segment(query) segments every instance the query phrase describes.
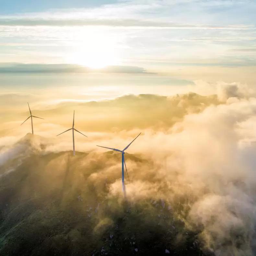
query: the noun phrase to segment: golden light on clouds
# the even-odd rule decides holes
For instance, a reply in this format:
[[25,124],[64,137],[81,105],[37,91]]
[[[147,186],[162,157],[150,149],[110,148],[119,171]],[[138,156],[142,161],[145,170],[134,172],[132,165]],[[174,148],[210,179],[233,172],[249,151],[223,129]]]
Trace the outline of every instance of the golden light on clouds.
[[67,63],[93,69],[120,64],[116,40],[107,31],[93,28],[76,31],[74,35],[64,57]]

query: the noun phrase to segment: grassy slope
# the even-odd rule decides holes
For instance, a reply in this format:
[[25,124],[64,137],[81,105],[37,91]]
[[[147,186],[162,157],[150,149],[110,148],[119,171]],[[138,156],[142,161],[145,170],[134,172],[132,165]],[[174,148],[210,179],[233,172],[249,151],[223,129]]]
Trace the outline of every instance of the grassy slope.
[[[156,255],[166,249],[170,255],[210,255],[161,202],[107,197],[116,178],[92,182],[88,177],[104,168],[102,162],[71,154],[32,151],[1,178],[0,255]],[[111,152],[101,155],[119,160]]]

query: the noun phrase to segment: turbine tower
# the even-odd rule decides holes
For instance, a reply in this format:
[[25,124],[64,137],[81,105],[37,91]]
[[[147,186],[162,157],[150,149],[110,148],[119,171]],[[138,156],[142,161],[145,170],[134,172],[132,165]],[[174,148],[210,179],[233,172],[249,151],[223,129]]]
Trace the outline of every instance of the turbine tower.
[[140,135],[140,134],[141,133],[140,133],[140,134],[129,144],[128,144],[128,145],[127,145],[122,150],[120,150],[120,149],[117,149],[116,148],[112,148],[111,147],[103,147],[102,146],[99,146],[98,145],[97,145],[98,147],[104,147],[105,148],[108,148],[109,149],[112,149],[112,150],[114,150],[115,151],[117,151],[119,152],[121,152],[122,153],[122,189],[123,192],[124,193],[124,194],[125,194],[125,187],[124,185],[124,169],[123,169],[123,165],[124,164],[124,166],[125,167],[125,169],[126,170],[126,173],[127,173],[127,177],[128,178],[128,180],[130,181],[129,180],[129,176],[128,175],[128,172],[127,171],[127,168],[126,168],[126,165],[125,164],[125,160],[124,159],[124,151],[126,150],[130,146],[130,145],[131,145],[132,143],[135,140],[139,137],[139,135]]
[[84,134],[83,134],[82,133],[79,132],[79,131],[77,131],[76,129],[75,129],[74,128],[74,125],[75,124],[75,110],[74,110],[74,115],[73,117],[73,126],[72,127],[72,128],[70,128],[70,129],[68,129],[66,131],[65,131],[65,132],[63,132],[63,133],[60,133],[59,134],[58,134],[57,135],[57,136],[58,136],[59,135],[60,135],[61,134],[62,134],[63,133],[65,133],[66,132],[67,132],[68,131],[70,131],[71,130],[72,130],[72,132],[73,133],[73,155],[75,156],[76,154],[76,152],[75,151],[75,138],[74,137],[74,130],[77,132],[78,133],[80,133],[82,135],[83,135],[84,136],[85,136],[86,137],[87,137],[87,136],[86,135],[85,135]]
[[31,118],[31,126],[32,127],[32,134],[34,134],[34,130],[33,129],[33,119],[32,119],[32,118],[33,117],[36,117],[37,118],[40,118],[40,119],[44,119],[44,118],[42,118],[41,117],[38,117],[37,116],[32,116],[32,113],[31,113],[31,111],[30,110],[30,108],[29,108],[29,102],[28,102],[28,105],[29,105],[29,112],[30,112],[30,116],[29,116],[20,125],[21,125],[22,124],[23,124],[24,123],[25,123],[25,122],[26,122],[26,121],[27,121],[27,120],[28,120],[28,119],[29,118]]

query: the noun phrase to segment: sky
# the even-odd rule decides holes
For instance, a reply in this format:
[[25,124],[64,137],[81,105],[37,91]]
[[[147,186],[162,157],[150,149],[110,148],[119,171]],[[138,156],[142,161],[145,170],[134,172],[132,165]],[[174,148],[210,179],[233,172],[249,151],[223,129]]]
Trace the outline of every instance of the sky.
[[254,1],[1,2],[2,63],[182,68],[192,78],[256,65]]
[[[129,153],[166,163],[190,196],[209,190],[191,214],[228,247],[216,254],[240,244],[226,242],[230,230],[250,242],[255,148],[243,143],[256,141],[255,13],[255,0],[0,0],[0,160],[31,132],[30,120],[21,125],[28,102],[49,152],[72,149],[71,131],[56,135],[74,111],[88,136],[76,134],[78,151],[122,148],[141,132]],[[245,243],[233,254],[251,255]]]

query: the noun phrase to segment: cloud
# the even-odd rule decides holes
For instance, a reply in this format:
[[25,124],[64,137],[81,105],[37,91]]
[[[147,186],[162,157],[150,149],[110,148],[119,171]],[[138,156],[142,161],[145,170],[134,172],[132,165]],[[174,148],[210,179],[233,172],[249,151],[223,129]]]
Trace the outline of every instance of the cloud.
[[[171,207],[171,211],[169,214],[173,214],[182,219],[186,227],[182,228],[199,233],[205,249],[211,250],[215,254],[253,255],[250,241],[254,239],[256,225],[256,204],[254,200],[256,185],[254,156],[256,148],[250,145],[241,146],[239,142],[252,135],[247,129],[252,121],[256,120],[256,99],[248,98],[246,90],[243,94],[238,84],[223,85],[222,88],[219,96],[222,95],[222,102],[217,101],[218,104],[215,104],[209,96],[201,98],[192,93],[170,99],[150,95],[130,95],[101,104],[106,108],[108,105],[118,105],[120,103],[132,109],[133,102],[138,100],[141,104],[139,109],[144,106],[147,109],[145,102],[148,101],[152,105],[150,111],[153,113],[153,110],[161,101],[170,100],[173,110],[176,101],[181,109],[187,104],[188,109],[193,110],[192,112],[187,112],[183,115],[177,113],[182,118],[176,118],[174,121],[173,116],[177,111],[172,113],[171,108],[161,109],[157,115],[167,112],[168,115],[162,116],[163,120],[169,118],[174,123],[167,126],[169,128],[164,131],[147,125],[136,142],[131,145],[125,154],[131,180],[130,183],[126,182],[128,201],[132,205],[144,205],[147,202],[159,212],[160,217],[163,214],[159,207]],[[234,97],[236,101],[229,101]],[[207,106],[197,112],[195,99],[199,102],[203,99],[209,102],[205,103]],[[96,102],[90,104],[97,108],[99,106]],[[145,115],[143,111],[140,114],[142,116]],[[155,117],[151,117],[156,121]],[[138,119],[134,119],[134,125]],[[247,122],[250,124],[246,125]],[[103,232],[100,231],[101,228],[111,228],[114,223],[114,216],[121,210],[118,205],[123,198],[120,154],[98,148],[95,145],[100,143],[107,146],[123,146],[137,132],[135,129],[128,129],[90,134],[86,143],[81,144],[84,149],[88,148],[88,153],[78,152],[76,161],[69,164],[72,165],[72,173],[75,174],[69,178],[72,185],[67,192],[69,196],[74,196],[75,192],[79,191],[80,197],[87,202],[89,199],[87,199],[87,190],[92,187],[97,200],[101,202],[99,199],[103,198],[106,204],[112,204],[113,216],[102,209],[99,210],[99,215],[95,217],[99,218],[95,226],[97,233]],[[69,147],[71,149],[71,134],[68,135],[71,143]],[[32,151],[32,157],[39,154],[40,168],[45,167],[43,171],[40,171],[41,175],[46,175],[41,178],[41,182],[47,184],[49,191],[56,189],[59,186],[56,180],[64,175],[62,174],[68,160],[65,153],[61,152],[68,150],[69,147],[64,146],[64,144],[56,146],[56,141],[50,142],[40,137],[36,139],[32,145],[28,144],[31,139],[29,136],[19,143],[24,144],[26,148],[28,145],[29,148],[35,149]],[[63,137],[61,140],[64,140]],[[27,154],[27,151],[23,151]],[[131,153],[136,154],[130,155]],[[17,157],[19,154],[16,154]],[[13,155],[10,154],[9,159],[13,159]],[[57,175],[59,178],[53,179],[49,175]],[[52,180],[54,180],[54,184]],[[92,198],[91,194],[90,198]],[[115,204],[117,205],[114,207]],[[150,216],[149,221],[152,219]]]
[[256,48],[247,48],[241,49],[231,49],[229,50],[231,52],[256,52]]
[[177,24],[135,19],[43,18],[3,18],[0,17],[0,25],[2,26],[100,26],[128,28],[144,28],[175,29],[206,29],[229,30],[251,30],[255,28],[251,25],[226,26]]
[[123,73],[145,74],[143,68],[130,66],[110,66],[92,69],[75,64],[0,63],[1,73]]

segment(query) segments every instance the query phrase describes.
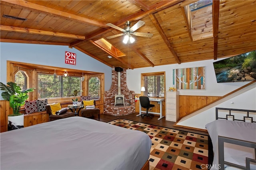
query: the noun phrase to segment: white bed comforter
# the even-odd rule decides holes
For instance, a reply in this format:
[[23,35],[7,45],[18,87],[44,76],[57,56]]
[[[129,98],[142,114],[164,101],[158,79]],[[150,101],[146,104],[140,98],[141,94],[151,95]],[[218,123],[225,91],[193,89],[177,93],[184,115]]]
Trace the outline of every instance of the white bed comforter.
---
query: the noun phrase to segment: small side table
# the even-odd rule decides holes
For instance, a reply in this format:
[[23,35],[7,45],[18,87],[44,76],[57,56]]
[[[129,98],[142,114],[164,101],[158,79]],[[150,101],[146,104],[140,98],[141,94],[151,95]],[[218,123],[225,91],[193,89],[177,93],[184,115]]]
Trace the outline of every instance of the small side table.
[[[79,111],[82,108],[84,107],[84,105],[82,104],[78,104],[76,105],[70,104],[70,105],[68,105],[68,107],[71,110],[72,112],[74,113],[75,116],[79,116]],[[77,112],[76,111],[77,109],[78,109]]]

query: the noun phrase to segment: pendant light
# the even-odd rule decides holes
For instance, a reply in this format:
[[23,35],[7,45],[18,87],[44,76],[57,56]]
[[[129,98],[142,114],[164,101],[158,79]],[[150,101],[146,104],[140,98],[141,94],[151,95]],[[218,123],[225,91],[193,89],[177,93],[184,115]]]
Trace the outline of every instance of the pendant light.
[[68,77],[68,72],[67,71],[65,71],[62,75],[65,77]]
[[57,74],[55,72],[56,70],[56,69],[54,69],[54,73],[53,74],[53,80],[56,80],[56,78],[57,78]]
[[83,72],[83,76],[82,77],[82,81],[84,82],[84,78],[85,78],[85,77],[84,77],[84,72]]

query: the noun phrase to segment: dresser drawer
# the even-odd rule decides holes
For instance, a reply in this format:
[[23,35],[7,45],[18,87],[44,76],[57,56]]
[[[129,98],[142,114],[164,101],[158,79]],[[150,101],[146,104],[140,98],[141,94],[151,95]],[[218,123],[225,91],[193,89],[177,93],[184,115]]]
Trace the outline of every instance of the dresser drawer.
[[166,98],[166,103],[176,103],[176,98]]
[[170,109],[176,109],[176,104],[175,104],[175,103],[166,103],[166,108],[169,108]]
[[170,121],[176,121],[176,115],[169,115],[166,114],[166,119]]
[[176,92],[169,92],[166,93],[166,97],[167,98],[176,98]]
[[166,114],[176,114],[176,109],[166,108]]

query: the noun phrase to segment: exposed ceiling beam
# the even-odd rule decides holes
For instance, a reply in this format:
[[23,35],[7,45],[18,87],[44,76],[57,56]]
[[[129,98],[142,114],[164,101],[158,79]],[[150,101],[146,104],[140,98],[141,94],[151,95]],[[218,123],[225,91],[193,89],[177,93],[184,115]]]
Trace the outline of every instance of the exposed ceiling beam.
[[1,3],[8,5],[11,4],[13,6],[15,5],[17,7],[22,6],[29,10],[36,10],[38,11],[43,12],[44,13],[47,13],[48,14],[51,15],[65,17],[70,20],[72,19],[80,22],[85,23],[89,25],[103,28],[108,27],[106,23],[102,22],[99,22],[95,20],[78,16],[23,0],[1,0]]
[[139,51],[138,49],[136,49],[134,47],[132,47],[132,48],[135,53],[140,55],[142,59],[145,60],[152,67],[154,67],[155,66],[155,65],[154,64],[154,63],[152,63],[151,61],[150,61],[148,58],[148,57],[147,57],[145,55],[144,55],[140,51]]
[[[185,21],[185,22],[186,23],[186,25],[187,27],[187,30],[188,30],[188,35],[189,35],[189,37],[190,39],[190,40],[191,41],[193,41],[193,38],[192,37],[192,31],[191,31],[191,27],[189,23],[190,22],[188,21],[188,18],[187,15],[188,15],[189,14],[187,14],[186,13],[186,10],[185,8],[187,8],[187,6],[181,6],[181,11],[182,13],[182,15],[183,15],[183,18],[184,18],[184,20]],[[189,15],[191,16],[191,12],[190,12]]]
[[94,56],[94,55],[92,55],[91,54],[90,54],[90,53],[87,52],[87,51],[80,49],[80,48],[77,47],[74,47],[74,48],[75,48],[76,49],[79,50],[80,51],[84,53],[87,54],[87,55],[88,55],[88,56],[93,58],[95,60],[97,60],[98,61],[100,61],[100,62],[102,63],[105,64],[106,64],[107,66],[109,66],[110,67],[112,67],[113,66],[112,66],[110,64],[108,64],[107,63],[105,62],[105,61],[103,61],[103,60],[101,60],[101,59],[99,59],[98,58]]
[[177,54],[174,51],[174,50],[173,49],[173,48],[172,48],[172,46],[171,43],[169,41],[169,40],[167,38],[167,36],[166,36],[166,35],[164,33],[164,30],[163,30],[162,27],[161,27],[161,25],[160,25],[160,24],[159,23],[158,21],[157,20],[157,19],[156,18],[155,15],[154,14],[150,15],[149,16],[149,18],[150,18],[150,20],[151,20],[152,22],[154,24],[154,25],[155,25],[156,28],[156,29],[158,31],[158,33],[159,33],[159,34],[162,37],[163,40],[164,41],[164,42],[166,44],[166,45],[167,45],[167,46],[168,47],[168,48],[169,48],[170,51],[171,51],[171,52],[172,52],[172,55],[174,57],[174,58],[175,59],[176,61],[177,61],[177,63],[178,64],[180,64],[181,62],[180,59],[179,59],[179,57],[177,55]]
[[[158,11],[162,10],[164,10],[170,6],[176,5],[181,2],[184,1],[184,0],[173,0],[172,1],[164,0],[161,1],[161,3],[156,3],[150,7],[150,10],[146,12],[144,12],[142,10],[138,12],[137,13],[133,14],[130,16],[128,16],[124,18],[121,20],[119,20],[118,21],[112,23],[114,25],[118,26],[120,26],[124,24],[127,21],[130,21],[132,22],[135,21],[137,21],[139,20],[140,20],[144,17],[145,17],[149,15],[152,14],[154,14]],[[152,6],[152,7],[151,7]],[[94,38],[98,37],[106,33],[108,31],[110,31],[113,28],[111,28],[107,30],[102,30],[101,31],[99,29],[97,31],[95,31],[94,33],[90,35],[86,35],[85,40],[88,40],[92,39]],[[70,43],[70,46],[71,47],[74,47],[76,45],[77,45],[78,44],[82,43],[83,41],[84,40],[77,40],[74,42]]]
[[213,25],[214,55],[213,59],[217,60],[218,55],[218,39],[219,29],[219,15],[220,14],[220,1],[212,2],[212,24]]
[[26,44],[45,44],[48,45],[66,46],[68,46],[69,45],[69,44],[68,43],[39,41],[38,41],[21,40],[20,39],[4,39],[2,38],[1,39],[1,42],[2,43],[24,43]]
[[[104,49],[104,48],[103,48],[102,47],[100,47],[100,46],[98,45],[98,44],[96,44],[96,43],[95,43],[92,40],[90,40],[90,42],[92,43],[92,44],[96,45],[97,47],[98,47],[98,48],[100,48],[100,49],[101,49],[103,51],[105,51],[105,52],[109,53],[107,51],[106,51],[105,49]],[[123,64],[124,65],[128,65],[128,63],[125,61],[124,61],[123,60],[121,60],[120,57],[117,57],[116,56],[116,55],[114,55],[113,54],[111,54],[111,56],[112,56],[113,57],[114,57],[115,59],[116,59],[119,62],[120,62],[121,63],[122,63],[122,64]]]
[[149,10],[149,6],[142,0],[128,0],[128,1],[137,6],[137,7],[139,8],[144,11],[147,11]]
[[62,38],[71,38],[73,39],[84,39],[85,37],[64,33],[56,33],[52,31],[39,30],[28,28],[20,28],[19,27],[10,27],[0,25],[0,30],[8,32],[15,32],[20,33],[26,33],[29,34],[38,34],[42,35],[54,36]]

### The exercise
Write out the material again, everything from "query: the noun phrase to segment: cloud" down to "Trace the outline of every instance of the cloud.", with "a reply in this format" changed to "an answer shaped like this" and nothing else altered.

### Exercise answer
query: the noun phrase to segment: cloud
# the even-odd rule decides holes
For instance, an answer shaped like this:
[[25,124],[64,137],[81,105],[37,91]]
[[[147,186],[162,157],[150,149],[110,148],[119,171]],[[138,156],[142,161],[145,170],[134,172],[132,165]],[[174,148],[210,179],[233,172],[249,151],[223,129]]]
Trace the outline of every instance of the cloud.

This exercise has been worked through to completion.